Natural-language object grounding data
-- Opening Marker --

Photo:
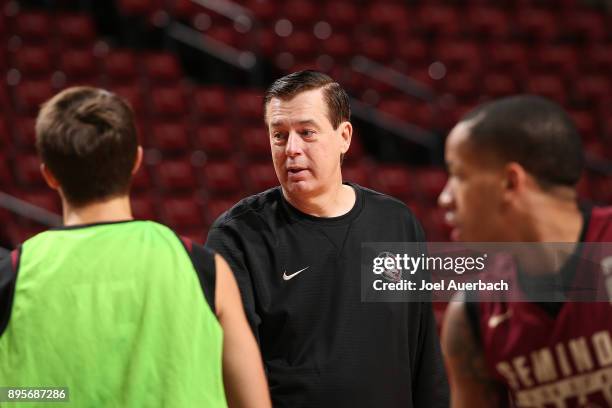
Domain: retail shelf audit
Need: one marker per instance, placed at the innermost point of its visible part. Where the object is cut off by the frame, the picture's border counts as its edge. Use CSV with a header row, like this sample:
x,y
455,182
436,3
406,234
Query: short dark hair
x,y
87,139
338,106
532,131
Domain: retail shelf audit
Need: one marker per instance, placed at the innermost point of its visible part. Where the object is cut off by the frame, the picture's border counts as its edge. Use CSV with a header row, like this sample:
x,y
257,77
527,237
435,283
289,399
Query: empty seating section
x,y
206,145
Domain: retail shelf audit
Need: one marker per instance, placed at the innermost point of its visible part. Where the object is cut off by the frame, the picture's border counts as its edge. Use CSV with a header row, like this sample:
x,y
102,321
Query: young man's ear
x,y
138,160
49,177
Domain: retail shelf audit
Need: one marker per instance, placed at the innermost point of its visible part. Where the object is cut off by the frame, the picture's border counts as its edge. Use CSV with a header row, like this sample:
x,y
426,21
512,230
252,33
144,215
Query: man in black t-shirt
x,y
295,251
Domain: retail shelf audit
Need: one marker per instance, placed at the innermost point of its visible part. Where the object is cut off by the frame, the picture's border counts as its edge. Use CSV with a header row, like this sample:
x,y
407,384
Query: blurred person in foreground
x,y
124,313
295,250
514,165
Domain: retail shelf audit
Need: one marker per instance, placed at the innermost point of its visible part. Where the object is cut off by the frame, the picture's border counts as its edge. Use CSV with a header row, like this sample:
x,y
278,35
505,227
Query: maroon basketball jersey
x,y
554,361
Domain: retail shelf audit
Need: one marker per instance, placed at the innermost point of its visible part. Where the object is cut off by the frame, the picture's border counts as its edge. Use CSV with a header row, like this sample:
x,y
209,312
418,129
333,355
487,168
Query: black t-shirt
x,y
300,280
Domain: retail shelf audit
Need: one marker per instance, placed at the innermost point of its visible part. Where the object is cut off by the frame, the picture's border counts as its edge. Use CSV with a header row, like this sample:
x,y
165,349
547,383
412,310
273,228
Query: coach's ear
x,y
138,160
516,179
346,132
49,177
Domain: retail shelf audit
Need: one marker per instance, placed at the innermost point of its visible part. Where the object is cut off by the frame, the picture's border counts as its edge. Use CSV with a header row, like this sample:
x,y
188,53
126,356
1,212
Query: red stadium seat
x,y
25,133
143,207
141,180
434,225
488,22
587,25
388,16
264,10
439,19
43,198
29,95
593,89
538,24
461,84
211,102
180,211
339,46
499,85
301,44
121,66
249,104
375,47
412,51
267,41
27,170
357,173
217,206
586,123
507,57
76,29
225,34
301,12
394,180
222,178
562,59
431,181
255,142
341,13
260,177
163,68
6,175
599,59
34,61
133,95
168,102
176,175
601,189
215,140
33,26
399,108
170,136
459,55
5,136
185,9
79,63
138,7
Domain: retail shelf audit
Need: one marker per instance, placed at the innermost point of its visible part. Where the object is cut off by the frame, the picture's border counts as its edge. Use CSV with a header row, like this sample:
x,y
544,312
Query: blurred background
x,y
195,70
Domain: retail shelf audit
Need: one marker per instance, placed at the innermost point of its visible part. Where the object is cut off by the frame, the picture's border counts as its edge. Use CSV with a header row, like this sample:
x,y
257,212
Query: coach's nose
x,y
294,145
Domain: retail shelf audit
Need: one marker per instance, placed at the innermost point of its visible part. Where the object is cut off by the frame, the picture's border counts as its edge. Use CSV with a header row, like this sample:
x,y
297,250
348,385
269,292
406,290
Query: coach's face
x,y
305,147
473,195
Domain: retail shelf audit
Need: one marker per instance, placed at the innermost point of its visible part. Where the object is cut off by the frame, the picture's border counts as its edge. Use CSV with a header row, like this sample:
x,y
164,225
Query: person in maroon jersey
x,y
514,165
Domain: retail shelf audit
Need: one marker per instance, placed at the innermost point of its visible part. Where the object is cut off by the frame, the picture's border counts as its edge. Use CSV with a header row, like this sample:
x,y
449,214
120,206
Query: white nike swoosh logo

-- Closing Marker --

Line by line, print the records exactly, leaving the pictures behind.

Photo:
Domain: retail shelf audit
Need: one marker per instance, placed at the innermost point of its visible part. Where the object is cut off by the frame, the picture's border counts as its edge. Use CSV with a header row, like this sample:
x,y
455,182
436,3
406,234
Query: short dark hair
x,y
87,139
338,106
532,131
Domain: retail shelf audit
Need: one marker per instance, placed at the innermost point of its visible part. Where the object is cut off by the frame, the picture's border counts as its edge. Use CSV with a header row, like this sample:
x,y
257,77
527,237
435,283
289,399
Query: empty seating section
x,y
206,145
Domain: retail shelf audit
Need: one marker per instance, placed at the innermost point of its visible part. Where the object is cut off by the frame, the picture's border counts as its edge. Use CSV with a header row, like this sample:
x,y
102,321
Query: young man's ear
x,y
138,160
49,177
Domain: retail shelf audit
Need: one marker per instance, placed at the innermost point of its visible part. Where the object is cut off by the frame, the picture's border counts as its edge. Use CSV with a header row, like this sample:
x,y
426,21
512,230
252,33
144,215
Query: man in black t-shirt
x,y
295,251
Domain: retail shelf audit
Need: one marker per instance, placed at the innermost point of its visible part. Where the object is cut off by the frame, the picture's border counts as its edge. Use CSV with a header row, like this sample:
x,y
407,384
Query: blurred person in foreground
x,y
124,313
295,250
514,165
Domain: retail shelf audit
Need: one marker per instance, placed at the innermost point of its visible part. Where the object is cut off by the frame, the picture's border counts as its edge. Use CSV with a header row, like this sample:
x,y
278,35
505,227
Query: maroon basketball jersey
x,y
554,361
Domain: retail shelf audit
Need: one marker per instance, placed at the innermost point of its visible part. Where the object is cut off by the frame, the picture's border counts as its edge. Use CSV with a header row, like this sample:
x,y
209,312
418,129
333,355
487,168
Query: black t-shirt
x,y
300,280
Domain: retail shelf audit
Need: one marker per instance, placed at the innermost point of its visible part. Where the object is cut off by the frame, the picture's border counts as its edge. Use CSV with a header row, like this sample:
x,y
165,349
547,383
412,310
273,228
Query: coach's ear
x,y
138,160
516,179
346,132
49,177
Domain: retail shelf audit
Need: one marker per instance, placed at the innermost point of its visible part. Where the object is cut off by the frame, the picture's border counts as its edge. Use CSV with a header row, like this sample:
x,y
188,53
126,356
1,212
Query: red stadium seat
x,y
25,133
143,207
141,180
434,225
488,22
587,25
388,16
264,10
439,19
43,198
29,95
593,89
538,24
461,84
211,102
180,211
339,46
499,85
301,44
121,66
249,104
375,47
412,51
267,41
27,170
357,173
217,206
586,123
507,57
76,29
225,34
301,12
394,180
222,178
562,59
431,181
255,142
341,13
260,177
163,68
6,175
599,59
34,61
133,95
168,102
176,175
601,189
215,140
33,26
399,108
170,136
459,55
5,136
185,9
79,63
138,7
Domain: retail shelf audit
Need: one marker per instance, placed at the innermost point of its visible part. Where the object is cut off by the frame, the picture's border counts as its edge. Use CSV with a header row, like this sample:
x,y
544,312
Query: blurred background
x,y
195,70
Domain: retail shelf audit
Need: one marker per instance, placed at the innermost point of its visible part. Where the object is cut off by the frame, the picture's border counts as its edge. Use CSV with a header row, like this sample:
x,y
257,212
Query: coach's nose
x,y
294,145
Domain: retail shelf audit
Need: one marker per instance, placed at the innermost point of its visible part. Where the object is cut off by the frame, the picture's border counts as its edge. Use CSV with a header row, like this sample:
x,y
297,250
348,385
269,292
406,290
Query: coach's face
x,y
305,147
473,195
Domain: retail shelf audit
Need: one marker per instance, placed at the innermost point of its visible part. Where the object is cut off by the frame, the picture's border counts as its edge. Use CSV with a header row, like this sample:
x,y
164,225
Query: person in maroon jersey
x,y
514,165
Domain: retail shelf audit
Need: one marker per instance, placed at the innermost point of its visible part. Where the object is cut off by the frame, the picture's border counts as its edge. Use CSV with a header row, like this sample:
x,y
449,214
120,206
Query: white nike swoosh logo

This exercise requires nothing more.